─── Material shown ───
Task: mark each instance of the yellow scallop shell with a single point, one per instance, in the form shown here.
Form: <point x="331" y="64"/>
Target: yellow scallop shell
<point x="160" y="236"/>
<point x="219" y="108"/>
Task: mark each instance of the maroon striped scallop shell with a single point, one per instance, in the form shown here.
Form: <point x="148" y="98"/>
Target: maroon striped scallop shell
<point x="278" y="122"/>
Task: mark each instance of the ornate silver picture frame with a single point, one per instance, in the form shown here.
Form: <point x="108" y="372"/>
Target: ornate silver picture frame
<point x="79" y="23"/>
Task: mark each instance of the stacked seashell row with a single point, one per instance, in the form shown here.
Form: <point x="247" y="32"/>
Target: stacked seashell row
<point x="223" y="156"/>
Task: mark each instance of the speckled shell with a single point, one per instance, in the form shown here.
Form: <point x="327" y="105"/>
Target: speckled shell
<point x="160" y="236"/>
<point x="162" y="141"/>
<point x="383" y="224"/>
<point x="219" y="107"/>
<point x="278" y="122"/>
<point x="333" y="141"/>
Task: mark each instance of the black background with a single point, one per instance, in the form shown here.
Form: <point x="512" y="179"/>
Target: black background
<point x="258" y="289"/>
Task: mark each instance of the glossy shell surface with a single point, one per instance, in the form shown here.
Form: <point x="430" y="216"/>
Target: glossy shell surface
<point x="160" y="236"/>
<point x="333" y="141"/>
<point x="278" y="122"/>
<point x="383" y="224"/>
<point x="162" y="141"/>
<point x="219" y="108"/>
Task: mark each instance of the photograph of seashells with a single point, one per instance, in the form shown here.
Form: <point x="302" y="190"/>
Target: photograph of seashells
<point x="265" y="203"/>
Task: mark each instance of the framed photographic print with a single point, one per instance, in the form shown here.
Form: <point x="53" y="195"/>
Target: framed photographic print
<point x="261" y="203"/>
───
> [Work instruction] Repeat, exactly and in full, the records shown above.

> [Answer space]
Task: mark each instance of the yellow scallop shell with a single point, one per instance, in the form shown here.
Form: <point x="331" y="64"/>
Target: yellow scallop shell
<point x="160" y="236"/>
<point x="219" y="108"/>
Task: mark each instance of the maroon striped scallop shell with a single point, one per instance, in the form shown here.
Form: <point x="148" y="98"/>
Target: maroon striped scallop shell
<point x="278" y="122"/>
Task: mark each instance of the ornate silver picture frame with a single point, one per instance, in the form shown here.
Form: <point x="108" y="372"/>
Target: ornate silver picture frame
<point x="79" y="23"/>
Task: mark each instance of the stacked seashell row with a single point, one per instance, in the form shown here.
Form: <point x="247" y="32"/>
Target: stacked seashell row
<point x="223" y="156"/>
Task: mark each instance of the speckled shell with a single point, one per instance, in the form shown here.
Form: <point x="327" y="105"/>
Target: speckled shell
<point x="160" y="236"/>
<point x="162" y="141"/>
<point x="383" y="224"/>
<point x="219" y="107"/>
<point x="278" y="122"/>
<point x="333" y="141"/>
Task: mark each instance of the black background with a single point, one per instance, in the form shown here.
Form: <point x="512" y="179"/>
Target: black background
<point x="258" y="289"/>
Task: mark each instance of the glossy shell surface with a single point, one per instance, in the form shown here.
Form: <point x="430" y="216"/>
Target: glossy shell surface
<point x="160" y="236"/>
<point x="333" y="141"/>
<point x="278" y="122"/>
<point x="383" y="224"/>
<point x="162" y="141"/>
<point x="219" y="108"/>
Task: mark each instance of the photograph of seashells with a single point, one per instance, in the form shown here.
Form: <point x="302" y="190"/>
Target: photograph of seashells
<point x="265" y="203"/>
Task: mark each instance of the framed photographic print with a single point, one per instance, in the form shown here.
Form: <point x="53" y="195"/>
Target: framed photographic print
<point x="261" y="203"/>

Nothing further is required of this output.